▶ TASK BRIEF
Drop the pictures and restate the rest of the listing word for word.

▶ INFORMATION SUPPLIED

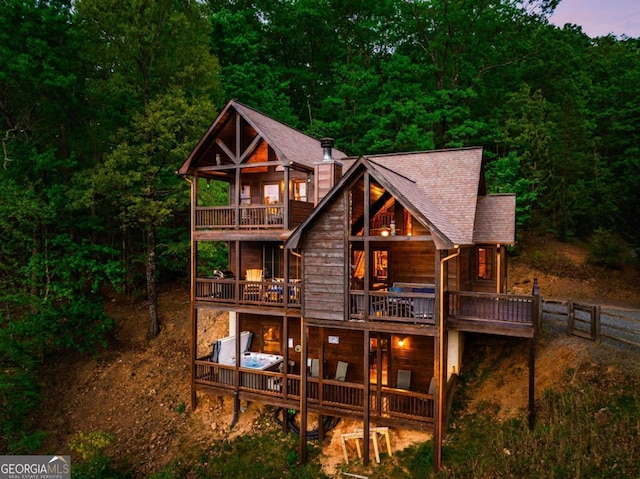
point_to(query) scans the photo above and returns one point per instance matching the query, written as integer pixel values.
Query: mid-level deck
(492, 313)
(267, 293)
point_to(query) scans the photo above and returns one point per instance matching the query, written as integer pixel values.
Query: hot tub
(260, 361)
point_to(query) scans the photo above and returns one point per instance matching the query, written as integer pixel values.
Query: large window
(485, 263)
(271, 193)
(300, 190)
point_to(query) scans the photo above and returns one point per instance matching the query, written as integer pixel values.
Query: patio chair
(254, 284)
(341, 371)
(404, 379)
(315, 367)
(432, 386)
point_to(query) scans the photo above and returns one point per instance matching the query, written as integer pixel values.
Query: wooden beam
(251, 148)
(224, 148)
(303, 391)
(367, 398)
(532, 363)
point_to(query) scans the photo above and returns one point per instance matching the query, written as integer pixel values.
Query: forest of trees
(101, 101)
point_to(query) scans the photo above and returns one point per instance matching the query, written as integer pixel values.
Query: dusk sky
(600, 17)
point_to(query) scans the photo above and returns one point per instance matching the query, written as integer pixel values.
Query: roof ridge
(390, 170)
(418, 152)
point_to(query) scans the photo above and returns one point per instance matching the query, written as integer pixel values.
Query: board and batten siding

▶ RESULT FOR THIS EXERCISE
point_to(query) scans the photo above and returns one point per instance matching the query, written as integer pixel values.
Query: mid-level deck
(492, 313)
(267, 293)
point_to(query) scans the photo above and returns one point per instance matching the query, written as integer pixel values.
Query: hot tub
(260, 361)
point_to(query) scans the photo above and returns one point per instance matching the query, written as integer pixel values.
Query: large window
(485, 263)
(271, 193)
(300, 190)
point_to(query) scans the photo above and returns one point per instance matching the query, written as integer pixel values.
Query: patio chair
(254, 284)
(341, 371)
(404, 379)
(315, 367)
(432, 386)
point_to(query) scans the photo above and returns one point per instance matching the query, written as integer pixel values.
Query: wooden beam
(251, 148)
(224, 148)
(303, 391)
(367, 398)
(532, 363)
point_to(query) scans the photo above and returns one point per instance matching the query, written as integer pixel values.
Query: forest of trees
(101, 101)
point_to(query) scans the photo above and returns one point per instance matching the query, written as integer pixel values.
Query: dusk sky
(600, 17)
point_to(query) scans the photo above and returns one point per instance matching the query, written as integer pixel values.
Query: roof ridge
(390, 170)
(418, 152)
point_to(query) scans the photo above and returns one point per instance matching the query, written as integer pixel values.
Query: board and batten siding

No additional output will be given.